Task objective:
Return everything from the line containing "Might I trouble you for the coordinates of the red webbing" down to the end of the rows below, inclusive, with each line unchanged.

Recorded information:
....................

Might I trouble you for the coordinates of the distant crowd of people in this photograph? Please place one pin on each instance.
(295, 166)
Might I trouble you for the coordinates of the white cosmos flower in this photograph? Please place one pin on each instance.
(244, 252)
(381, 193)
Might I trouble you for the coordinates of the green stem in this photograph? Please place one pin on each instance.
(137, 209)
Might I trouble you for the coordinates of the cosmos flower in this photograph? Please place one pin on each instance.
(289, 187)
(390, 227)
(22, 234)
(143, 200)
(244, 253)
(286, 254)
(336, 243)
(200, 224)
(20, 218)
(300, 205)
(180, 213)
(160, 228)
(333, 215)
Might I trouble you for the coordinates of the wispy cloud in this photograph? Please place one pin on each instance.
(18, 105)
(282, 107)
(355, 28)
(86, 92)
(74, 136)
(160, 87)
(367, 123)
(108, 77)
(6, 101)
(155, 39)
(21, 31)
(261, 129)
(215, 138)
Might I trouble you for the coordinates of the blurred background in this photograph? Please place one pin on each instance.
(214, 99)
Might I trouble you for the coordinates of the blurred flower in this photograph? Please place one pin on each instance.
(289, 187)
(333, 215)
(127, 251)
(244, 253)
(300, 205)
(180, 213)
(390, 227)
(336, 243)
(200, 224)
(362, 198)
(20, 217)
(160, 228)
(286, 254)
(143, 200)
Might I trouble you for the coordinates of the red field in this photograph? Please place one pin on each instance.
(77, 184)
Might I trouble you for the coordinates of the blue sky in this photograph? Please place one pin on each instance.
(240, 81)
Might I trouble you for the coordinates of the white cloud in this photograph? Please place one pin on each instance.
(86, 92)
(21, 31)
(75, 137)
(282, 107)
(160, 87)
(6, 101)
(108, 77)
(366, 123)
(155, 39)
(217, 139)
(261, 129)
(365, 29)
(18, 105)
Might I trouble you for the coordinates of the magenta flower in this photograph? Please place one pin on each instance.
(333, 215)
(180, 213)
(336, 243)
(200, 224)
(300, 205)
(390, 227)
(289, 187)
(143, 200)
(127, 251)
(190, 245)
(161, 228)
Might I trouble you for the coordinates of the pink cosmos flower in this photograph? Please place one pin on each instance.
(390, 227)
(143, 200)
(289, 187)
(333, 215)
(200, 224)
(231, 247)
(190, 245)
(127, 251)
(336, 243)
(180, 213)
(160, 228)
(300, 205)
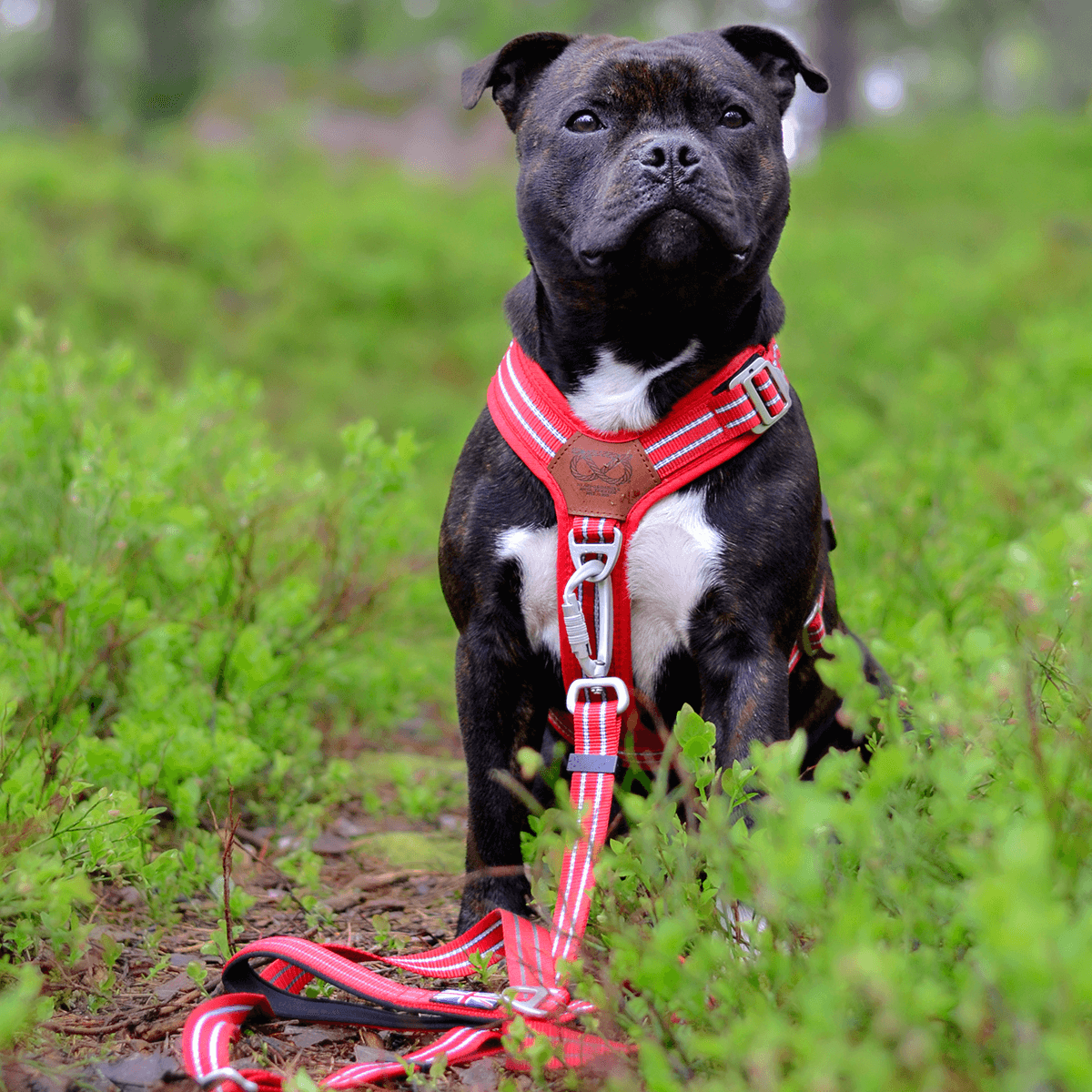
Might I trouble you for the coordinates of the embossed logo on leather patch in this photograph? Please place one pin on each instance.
(599, 478)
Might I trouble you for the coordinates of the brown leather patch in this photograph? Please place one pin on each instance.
(599, 478)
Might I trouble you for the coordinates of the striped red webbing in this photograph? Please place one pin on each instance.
(293, 964)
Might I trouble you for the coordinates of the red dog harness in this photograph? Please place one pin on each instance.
(602, 485)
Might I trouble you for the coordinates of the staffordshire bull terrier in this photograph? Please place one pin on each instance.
(652, 194)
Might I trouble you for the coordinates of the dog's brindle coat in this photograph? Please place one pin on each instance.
(653, 189)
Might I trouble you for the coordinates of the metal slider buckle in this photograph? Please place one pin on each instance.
(610, 551)
(227, 1074)
(594, 562)
(600, 683)
(745, 378)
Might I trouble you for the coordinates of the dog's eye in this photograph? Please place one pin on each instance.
(584, 123)
(734, 118)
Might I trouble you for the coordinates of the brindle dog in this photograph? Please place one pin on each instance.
(653, 189)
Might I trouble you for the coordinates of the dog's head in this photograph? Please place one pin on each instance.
(648, 163)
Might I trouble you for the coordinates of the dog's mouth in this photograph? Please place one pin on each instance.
(667, 240)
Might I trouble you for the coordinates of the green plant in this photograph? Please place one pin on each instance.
(178, 604)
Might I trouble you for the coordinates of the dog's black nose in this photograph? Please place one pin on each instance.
(671, 151)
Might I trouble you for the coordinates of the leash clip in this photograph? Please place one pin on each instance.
(610, 552)
(745, 378)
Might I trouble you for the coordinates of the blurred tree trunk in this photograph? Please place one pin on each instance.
(177, 41)
(66, 65)
(836, 48)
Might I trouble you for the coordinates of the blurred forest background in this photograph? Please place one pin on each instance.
(121, 65)
(234, 234)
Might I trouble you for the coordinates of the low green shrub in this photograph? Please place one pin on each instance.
(180, 606)
(922, 922)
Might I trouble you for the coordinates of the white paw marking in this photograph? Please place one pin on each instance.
(615, 396)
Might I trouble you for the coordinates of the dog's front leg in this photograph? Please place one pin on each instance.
(745, 693)
(496, 716)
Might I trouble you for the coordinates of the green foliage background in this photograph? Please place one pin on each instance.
(927, 922)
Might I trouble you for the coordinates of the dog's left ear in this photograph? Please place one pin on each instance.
(512, 71)
(776, 59)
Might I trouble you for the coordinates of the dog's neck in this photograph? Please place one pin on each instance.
(622, 369)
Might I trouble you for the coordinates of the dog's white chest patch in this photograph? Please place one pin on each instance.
(672, 562)
(615, 396)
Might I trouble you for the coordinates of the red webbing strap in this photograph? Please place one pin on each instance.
(216, 1025)
(599, 729)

....................

In response:
Might I trouble you for the coordinates of the red webbing strap in this photograph? Please place one pin on each instance.
(216, 1025)
(599, 729)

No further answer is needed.